### OBJECTIVE
Give the entries below again with every "Pick out" replaced by "Locate", leaving all other text unchanged.
<<<<
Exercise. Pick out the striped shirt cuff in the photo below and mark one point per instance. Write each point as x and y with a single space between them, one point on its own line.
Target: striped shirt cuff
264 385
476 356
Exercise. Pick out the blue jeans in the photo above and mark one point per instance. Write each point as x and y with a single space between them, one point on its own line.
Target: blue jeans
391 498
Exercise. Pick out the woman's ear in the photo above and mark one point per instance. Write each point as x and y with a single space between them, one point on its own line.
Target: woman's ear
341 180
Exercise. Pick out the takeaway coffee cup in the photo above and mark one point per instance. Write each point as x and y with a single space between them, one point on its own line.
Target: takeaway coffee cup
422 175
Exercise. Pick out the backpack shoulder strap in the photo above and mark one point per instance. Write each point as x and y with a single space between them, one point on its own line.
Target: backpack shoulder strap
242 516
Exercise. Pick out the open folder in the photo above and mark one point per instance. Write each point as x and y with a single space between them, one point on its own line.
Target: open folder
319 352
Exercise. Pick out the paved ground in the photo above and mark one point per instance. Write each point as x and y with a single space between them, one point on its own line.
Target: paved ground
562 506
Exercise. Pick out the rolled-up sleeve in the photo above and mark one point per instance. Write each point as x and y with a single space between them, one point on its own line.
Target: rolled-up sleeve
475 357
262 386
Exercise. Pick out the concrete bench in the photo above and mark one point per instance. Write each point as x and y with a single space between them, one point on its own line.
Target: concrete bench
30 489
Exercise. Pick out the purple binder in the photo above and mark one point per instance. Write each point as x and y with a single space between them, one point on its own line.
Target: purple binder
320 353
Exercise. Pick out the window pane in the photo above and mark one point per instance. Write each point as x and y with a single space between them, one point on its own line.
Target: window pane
>>>>
### EXERCISE RESPONSE
Exercise. Locate the striped shirt cuff in the photo below and mark one point per instance. Write each point as x and y with a single space between them, one point on its own line.
Target: striped shirt cuff
264 385
476 356
Exercise. Locate the blue jeans in the photo above and mark one point per instance. Write each point as x and y with a single space between them, one point on its own line.
Target: blue jeans
391 498
Exercise. Locate the woman's ear in the photo above and mark one point per instance. Write each point as x and y with a single space between them, one point on its own line.
Target: woman's ear
341 180
Exercise. Locate the takeaway coffee cup in the photo above and mark one point per instance. Write each point as x and y with a single space between them, one point on its own line.
Target: takeaway coffee cup
422 175
Exercise. Locate the backpack shoulder strap in the photo above and mark one point per instance. Write each point as x and y with a single space between them, one point on its own line.
Target: backpack shoulder strap
242 516
Exercise. Locate the open folder in the photo above and mark one point per instance. Write each point as x and y with a single space between them, one point on its own line.
Target: open folder
319 352
Exercise. Locate the paved ground in the photo above and mark one point per instance. Write each point as x and y with a single space between them, one point on its own line.
Target: paved ground
562 506
Exercise. Locate the rolled-up sleeve in the photo above and mark one point per instance. Write each point as x and y with a single space between them, one point on its own line.
Target: rolled-up sleeve
475 357
262 386
Exercise. Locate the concrete bench in the photo above and mark one point per instance. Write each point as x and y with a single space between them, one point on its own line.
Target: concrete bench
30 489
Exercise. Locate the purple binder in the photo above and mark one point per instance. Write each point as x and y with a single space between them, one point on its own line.
Target: purple binder
320 353
Exercise. Locate the window pane in the photo above and mark one point per instance. Write each point as x and y with a single space between them, one point on its own line.
Target: window pane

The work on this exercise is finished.